- Given instruction: Rewrite every line in the stretch from the start of the items through the line containing "x=103, y=56". Multiply each coordinate in the answers by 1.4 and round to a whole number, halves up, but leave every other line as it is, sample coordinates included.

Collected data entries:

___

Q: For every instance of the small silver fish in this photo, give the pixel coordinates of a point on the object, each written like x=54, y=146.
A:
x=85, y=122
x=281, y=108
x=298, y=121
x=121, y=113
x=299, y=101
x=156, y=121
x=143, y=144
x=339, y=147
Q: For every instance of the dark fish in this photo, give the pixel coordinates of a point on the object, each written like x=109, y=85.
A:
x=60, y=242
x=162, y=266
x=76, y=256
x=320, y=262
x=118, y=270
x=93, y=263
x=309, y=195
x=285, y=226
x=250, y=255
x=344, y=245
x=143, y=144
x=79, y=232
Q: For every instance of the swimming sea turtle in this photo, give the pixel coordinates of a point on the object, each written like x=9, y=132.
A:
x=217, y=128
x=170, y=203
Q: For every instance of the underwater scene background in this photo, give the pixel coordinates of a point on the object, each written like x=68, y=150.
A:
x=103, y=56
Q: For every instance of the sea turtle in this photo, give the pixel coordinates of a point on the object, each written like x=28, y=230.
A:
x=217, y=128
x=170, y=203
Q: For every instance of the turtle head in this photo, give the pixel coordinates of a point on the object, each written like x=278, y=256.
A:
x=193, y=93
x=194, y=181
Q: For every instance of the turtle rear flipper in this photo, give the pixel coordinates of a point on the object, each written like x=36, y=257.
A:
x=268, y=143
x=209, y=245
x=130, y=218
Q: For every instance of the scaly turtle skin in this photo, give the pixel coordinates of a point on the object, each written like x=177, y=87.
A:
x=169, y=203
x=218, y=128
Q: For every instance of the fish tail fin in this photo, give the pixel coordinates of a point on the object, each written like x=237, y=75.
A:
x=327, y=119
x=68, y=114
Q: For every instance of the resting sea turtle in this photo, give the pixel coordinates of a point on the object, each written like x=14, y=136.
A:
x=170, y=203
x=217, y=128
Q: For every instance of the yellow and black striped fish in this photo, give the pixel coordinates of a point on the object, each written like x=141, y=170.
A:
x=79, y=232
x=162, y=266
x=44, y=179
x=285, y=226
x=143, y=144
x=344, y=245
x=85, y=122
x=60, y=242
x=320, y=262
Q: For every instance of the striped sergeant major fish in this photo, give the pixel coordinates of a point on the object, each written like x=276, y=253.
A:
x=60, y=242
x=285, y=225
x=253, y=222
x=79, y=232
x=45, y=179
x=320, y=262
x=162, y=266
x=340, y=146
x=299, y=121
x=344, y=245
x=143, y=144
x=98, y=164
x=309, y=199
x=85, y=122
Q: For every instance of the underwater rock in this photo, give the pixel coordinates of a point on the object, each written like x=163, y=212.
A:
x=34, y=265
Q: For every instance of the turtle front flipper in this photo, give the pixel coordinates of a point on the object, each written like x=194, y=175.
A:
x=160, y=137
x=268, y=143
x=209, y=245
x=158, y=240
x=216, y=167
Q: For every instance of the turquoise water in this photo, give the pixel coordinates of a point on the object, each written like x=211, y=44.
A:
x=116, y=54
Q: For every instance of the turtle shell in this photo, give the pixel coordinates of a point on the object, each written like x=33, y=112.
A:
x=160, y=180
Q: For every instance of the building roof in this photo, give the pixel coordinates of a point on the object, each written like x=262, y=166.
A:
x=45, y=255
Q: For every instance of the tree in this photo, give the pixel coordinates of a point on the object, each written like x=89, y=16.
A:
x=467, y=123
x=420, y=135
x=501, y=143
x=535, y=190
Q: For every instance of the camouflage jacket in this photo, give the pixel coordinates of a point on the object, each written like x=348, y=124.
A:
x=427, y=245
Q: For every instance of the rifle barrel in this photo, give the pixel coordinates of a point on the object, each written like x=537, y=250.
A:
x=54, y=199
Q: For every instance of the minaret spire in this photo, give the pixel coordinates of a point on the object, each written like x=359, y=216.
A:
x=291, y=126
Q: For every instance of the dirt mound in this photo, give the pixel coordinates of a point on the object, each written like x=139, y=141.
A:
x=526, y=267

___

- The solution:
Q: For every instance of the small silver fish in this photo, give the pixel coordinates of a point on the object, each written like x=54, y=146.
A:
x=119, y=171
x=393, y=151
x=417, y=169
x=169, y=158
x=419, y=141
x=218, y=169
x=200, y=202
x=475, y=206
Q: For every instance of the dark fish in this photo, give the pixel coordinates of a point on the object, each written like x=109, y=85.
A:
x=84, y=339
x=227, y=372
x=106, y=358
x=448, y=367
x=165, y=378
x=130, y=368
x=433, y=273
x=399, y=316
x=350, y=357
x=482, y=343
x=200, y=202
x=111, y=325
Q: For every instance of the swimming sea turtle in this photo, give the pixel coordinates of a point on the object, each written like x=9, y=132.
A:
x=304, y=179
x=238, y=284
Q: For every instance of the underwater scene background in this photo, give the pixel coordinates of a point on the object, each written like x=68, y=150.
A:
x=144, y=78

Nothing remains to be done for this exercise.